» **Shape annotation entries**
[start]
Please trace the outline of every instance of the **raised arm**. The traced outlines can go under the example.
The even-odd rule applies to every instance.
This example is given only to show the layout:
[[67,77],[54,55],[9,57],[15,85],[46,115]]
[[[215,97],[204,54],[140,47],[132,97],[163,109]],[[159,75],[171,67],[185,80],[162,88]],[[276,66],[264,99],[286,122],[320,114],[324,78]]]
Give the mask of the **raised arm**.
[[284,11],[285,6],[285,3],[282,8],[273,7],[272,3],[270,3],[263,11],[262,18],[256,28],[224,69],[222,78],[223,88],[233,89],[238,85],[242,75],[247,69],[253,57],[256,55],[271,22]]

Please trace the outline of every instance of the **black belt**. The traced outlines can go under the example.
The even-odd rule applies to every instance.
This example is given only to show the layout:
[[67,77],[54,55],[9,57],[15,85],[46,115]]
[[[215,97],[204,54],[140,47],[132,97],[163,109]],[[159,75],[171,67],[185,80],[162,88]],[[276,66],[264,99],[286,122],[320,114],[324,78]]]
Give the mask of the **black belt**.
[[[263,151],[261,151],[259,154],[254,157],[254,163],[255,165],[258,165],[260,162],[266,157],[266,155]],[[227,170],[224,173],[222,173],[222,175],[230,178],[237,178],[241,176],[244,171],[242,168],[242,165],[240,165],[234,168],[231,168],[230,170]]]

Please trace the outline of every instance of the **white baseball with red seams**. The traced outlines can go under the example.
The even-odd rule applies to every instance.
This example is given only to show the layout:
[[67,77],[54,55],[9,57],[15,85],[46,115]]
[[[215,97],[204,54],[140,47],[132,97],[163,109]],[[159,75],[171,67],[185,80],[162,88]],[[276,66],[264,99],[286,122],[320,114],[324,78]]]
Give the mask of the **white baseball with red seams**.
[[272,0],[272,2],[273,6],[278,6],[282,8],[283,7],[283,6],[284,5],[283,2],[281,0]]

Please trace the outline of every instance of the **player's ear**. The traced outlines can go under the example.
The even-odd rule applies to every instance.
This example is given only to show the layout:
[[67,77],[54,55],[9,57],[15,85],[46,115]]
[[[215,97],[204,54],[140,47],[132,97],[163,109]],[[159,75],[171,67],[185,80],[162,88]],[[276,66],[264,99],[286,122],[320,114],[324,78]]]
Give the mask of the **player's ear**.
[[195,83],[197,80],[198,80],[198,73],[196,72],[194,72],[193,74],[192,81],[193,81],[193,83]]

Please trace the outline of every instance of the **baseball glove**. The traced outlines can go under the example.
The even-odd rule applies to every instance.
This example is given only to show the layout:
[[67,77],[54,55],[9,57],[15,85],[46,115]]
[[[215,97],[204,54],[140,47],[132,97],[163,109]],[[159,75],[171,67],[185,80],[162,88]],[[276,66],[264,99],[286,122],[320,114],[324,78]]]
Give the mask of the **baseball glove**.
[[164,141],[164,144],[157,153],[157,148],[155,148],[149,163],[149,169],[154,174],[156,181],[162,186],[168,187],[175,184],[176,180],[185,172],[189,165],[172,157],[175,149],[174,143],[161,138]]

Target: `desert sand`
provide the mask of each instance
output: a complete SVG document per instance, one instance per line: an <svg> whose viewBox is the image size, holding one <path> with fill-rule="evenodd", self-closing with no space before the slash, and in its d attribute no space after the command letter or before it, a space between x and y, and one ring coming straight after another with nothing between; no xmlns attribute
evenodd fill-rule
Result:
[end]
» **Problem statement**
From the first line to the last, please quote the material above exactly.

» **Final result**
Please trace the outline of every instance of the **raised arm**. The traced outlines can go under the example.
The even-odd rule applies to every instance.
This example is given only to show the layout:
[[67,77],[54,55],[9,57],[15,85],[46,115]]
[[[215,97],[204,54],[140,47],[132,97],[163,109]],[[159,75],[171,67],[185,80],[162,88]],[[276,66],[264,99],[286,122],[320,114],[324,78]]]
Give the mask of the **raised arm**.
[[284,11],[285,6],[285,3],[282,8],[273,7],[272,3],[270,3],[263,11],[262,18],[256,28],[224,69],[222,78],[223,88],[233,89],[238,85],[242,75],[247,69],[253,57],[256,55],[271,22]]

Please trace the outline of every instance of the **black belt**. The traced outlines can go under the example.
The even-odd rule applies to every instance.
This example is given only to show the layout:
[[67,77],[54,55],[9,57],[15,85],[46,115]]
[[[215,97],[204,54],[140,47],[132,97],[163,109]],[[159,75],[171,67],[185,80],[162,88]],[[276,66],[264,99],[286,122],[320,114],[324,78]]]
Give the mask of the **black belt**.
[[[263,151],[261,151],[259,154],[254,157],[254,163],[255,165],[258,165],[260,162],[266,157],[266,155]],[[227,170],[224,173],[222,173],[222,175],[230,178],[237,178],[241,176],[244,171],[242,168],[242,165],[240,165],[234,168],[231,168],[230,170]]]

Please trace the outline of every instance of the **white baseball with red seams**. The traced outlines can go under the example.
The even-odd rule applies to every instance.
This example is given only to show the layout:
[[67,77],[54,55],[9,57],[15,85],[46,115]]
[[[215,97],[204,54],[140,47],[132,97],[163,109]],[[159,75],[171,67],[185,80],[162,88]],[[276,66],[264,99],[286,122],[320,114],[324,78]]]
Give the mask of the **white baseball with red seams**.
[[272,0],[272,2],[273,6],[278,6],[282,8],[283,7],[283,6],[284,5],[283,2],[281,0]]

Please trace the outline of every instance of the **player's ear**. The traced outlines can go under the example.
The even-odd rule applies to every instance.
This example is given only to show the layout:
[[67,77],[54,55],[9,57],[15,85],[46,115]]
[[[215,97],[204,54],[140,47],[132,97],[163,109]],[[159,75],[171,67],[185,80],[162,88]],[[276,66],[264,99],[286,122],[320,114],[324,78]]]
Give the mask of the **player's ear**.
[[195,83],[197,80],[198,80],[198,73],[196,72],[194,72],[193,74],[192,81],[193,81],[193,83]]

Please trace the outline of every instance of the **baseball glove**. The traced outlines can go under the example.
The even-odd rule applies to every instance.
This example is given only to show the layout:
[[67,77],[54,55],[9,57],[15,85],[46,115]]
[[[215,97],[204,54],[140,47],[132,97],[163,109]],[[159,75],[171,67],[185,80],[162,88]],[[276,66],[264,99],[286,122],[320,114],[324,78]]]
Give the mask of the **baseball glove**.
[[164,141],[164,144],[157,153],[157,148],[155,148],[149,163],[149,169],[154,174],[156,181],[162,186],[168,187],[175,184],[176,180],[185,172],[189,165],[172,157],[175,149],[174,143],[161,138]]

Target: `desert sand`
provide the mask of each instance
output: a complete SVG document per instance, one instance per line: an <svg> whose viewBox is the image size, holding one <path> with fill-rule="evenodd", self-closing with no space before the slash, and in its d attribute no space after the command letter or before it, a space between x and y, and one ring coming straight after another with nothing between; no xmlns attribute
evenodd fill-rule
Result:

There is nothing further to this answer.